(Source records)
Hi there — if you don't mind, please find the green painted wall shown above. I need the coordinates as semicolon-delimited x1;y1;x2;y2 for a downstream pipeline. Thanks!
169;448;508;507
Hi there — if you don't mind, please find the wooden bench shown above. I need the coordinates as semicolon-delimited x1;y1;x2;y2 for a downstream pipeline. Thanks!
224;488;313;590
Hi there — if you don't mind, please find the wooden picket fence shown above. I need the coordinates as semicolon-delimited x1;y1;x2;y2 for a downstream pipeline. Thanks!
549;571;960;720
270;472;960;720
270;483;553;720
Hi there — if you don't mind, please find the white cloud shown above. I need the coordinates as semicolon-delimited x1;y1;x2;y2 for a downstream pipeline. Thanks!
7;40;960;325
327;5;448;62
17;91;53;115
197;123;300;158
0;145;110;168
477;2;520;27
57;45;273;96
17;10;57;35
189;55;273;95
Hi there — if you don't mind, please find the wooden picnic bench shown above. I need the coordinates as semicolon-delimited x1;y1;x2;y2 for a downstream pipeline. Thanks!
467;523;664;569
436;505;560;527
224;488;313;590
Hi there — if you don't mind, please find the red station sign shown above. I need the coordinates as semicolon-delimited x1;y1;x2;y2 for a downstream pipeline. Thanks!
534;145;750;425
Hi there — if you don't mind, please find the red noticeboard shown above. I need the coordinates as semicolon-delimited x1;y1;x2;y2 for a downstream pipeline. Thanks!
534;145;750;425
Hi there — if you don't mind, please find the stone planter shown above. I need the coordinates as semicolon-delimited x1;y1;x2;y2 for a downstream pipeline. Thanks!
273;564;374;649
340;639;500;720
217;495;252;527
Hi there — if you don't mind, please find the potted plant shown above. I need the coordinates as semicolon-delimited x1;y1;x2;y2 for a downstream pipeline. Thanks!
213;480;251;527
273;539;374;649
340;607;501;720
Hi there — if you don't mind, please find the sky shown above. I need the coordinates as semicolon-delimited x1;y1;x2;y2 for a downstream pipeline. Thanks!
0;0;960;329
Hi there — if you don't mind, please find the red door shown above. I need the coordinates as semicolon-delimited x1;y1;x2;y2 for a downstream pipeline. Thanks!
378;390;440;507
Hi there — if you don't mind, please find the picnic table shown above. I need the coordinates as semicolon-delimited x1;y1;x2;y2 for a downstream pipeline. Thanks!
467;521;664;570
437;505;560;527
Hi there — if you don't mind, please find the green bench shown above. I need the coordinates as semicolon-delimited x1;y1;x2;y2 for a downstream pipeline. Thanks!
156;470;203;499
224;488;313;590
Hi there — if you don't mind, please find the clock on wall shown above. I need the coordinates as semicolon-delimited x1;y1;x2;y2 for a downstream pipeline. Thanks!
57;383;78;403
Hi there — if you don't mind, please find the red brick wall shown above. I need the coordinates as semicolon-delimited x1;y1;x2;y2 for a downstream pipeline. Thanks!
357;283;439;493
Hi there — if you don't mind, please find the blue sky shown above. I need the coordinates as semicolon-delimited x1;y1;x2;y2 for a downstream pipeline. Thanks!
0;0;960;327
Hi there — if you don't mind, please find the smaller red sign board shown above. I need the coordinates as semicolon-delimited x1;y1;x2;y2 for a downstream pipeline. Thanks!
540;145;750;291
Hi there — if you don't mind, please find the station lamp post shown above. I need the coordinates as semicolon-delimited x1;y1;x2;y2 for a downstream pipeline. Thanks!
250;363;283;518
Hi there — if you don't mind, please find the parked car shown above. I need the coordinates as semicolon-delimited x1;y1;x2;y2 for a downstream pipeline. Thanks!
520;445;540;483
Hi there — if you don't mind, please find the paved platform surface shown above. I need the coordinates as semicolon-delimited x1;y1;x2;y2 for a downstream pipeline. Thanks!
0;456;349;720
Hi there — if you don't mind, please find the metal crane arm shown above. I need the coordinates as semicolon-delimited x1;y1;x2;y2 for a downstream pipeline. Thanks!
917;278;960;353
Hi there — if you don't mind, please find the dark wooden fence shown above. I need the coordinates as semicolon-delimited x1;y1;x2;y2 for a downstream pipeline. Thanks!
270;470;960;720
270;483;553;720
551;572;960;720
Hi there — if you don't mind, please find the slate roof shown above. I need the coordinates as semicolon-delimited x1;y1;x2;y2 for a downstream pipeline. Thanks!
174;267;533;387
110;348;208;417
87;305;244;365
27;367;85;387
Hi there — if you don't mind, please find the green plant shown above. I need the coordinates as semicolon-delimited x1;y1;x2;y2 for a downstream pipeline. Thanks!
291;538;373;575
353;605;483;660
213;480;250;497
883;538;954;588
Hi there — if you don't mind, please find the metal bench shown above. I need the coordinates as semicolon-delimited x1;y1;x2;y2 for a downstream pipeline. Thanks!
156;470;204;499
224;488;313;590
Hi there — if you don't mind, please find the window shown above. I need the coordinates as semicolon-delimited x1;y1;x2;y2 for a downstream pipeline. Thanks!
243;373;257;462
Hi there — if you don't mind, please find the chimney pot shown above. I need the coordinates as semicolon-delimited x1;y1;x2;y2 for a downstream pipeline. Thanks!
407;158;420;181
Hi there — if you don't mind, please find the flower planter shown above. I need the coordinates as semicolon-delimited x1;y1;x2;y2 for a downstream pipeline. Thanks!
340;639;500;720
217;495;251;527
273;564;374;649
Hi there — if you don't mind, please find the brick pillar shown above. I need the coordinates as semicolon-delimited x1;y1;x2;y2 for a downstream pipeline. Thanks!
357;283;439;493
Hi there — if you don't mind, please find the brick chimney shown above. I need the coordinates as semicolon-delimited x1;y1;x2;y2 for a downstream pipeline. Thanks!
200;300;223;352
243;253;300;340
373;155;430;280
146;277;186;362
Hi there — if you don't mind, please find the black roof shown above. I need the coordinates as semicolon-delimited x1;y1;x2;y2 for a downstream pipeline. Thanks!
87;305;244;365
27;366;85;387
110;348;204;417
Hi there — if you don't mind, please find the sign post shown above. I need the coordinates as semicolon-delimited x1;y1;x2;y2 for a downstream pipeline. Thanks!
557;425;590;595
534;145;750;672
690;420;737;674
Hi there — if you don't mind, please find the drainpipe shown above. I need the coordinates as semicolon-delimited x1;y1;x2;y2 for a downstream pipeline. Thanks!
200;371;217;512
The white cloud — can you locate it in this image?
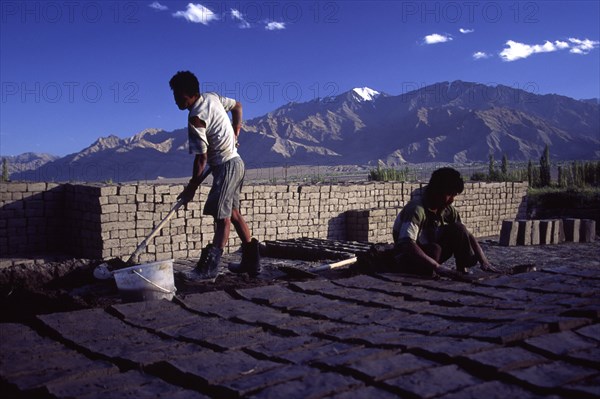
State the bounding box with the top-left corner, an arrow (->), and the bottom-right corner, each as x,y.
473,51 -> 491,60
563,37 -> 600,54
148,1 -> 169,11
231,8 -> 250,29
500,38 -> 600,61
265,21 -> 285,30
423,33 -> 452,44
173,3 -> 219,25
148,1 -> 169,11
500,40 -> 565,61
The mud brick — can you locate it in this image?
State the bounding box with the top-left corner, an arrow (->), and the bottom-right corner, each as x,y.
531,220 -> 540,245
161,315 -> 262,349
563,218 -> 581,242
539,220 -> 555,245
163,351 -> 281,386
219,365 -> 315,397
531,315 -> 590,331
385,314 -> 455,334
251,372 -> 364,399
525,331 -> 598,356
345,351 -> 439,381
517,220 -> 531,245
383,365 -> 482,398
462,346 -> 549,378
563,375 -> 600,398
340,307 -> 410,325
280,341 -> 354,364
313,346 -> 396,370
204,329 -> 275,350
278,315 -> 347,335
444,381 -> 558,399
579,219 -> 596,242
111,300 -> 197,331
566,346 -> 600,368
38,309 -> 198,365
7,183 -> 27,193
401,336 -> 495,361
500,220 -> 519,247
473,322 -> 550,344
0,324 -> 118,391
245,336 -> 323,361
436,321 -> 498,338
575,323 -> 600,342
236,285 -> 294,305
507,361 -> 598,388
223,301 -> 292,329
46,371 -> 208,399
560,303 -> 600,319
180,291 -> 243,315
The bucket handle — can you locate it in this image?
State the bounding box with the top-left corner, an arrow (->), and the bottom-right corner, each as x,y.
132,270 -> 176,294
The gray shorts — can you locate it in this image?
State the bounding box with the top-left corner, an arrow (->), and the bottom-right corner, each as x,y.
204,157 -> 245,219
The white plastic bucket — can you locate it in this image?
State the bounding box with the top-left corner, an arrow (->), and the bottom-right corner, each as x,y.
113,259 -> 177,301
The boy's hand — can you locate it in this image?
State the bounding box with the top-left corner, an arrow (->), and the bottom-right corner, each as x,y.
177,184 -> 198,205
481,263 -> 500,273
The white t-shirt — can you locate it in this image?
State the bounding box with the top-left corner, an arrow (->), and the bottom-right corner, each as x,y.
188,93 -> 239,166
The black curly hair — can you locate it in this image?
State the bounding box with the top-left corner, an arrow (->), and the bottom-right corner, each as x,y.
169,71 -> 200,96
427,168 -> 465,194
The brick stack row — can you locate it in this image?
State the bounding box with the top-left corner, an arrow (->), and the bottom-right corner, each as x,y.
0,182 -> 527,262
500,218 -> 596,246
0,183 -> 66,256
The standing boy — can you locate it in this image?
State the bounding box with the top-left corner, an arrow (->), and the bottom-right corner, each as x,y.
169,71 -> 260,279
392,168 -> 495,275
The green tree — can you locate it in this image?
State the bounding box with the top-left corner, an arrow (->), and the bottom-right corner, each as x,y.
488,153 -> 497,180
2,158 -> 10,182
500,154 -> 508,176
540,144 -> 550,187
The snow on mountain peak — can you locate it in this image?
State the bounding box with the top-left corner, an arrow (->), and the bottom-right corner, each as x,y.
352,87 -> 380,102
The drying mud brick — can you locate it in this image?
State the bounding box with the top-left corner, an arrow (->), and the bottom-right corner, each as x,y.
0,182 -> 527,261
531,220 -> 540,245
540,220 -> 555,245
564,219 -> 581,242
517,220 -> 532,245
579,219 -> 596,242
500,220 -> 519,246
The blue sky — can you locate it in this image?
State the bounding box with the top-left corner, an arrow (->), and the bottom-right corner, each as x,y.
0,0 -> 600,155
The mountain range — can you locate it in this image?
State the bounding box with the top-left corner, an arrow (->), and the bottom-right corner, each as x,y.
11,81 -> 600,181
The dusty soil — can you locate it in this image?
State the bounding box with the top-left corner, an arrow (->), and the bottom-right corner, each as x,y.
0,237 -> 600,322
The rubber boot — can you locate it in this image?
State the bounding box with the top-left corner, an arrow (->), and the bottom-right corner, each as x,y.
229,238 -> 260,277
194,244 -> 223,279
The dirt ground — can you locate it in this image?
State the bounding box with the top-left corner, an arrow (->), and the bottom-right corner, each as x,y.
0,237 -> 600,322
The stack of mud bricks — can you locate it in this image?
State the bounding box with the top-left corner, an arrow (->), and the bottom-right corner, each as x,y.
454,182 -> 528,237
0,182 -> 527,262
99,184 -> 214,262
500,218 -> 596,246
346,208 -> 402,243
0,183 -> 67,256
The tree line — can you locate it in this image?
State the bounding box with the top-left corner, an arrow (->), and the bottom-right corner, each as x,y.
471,144 -> 600,188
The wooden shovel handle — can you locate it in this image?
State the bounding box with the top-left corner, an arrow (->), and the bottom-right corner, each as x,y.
308,256 -> 357,273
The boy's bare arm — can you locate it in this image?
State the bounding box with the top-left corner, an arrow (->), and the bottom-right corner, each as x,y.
399,241 -> 440,270
231,101 -> 242,141
469,233 -> 497,272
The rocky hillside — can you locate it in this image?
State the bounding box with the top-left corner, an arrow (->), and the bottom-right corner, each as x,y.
11,81 -> 600,181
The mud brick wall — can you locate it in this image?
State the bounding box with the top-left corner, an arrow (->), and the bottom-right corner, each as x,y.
0,182 -> 527,262
0,183 -> 65,256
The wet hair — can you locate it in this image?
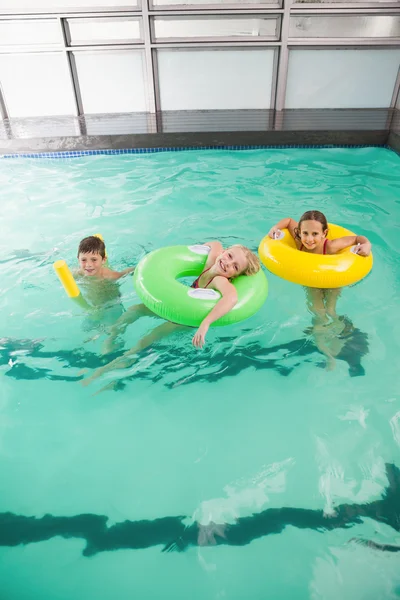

Problem to work on: Recast the lines of the data as a Markdown table with columns named Row and Line, starting at the line holding "The dirt ground" and running through the end of the data, both ends included. Leave out blank lines and pictures.

Reply:
| Row | Line |
|---|---|
| 1 | The dirt ground — can you locate it in this image? |
| 2 | State the bounding box with the top-left corner, an arrow (->), and the bottom-right corner, each as x,y. |
| 3 | 0,237 -> 600,322 |
| 4 | The stack of mud bricks — can you locate it in this image? |
| 5 | State the bounding box with the top-left corner, an arrow (->), and the bottom-right corner, each as x,y. |
| 6 | 454,182 -> 528,237 |
| 7 | 0,182 -> 527,262 |
| 8 | 99,184 -> 214,262 |
| 9 | 500,218 -> 596,246 |
| 10 | 346,208 -> 402,243 |
| 11 | 0,183 -> 67,256 |
| 12 | The tree line — can you locate it in this image? |
| 13 | State the bounding box with the top-left corner, an arrow (->), and the bottom-right corner, each as x,y. |
| 14 | 471,144 -> 600,188 |
| 15 | The wooden shovel handle — can you locate it in this image? |
| 16 | State the bounding box with the top-left corner, an arrow (->), and the bottom-right corner, each as x,y. |
| 17 | 308,256 -> 357,273 |
| 18 | The boy's bare arm — can you locate it in this image? |
| 19 | State the bounding box with the top-left corner, an arrow (->), and the bottom-right corner, each as x,y. |
| 20 | 399,241 -> 440,270 |
| 21 | 231,101 -> 242,141 |
| 22 | 469,233 -> 497,272 |
| 23 | The rocky hillside — can you locate it in this image? |
| 24 | State the bounding box with the top-left corner, an arrow (->), and the bottom-right corner, each as x,y. |
| 25 | 11,81 -> 600,181 |
| 26 | The mud brick wall — can you locate it in this image? |
| 27 | State the bounding box with the top-left corner, an arrow (->), and the bottom-right corner, each as x,y. |
| 28 | 0,182 -> 527,262 |
| 29 | 0,183 -> 65,256 |
| 30 | The wet hair — can you locate it in this image? |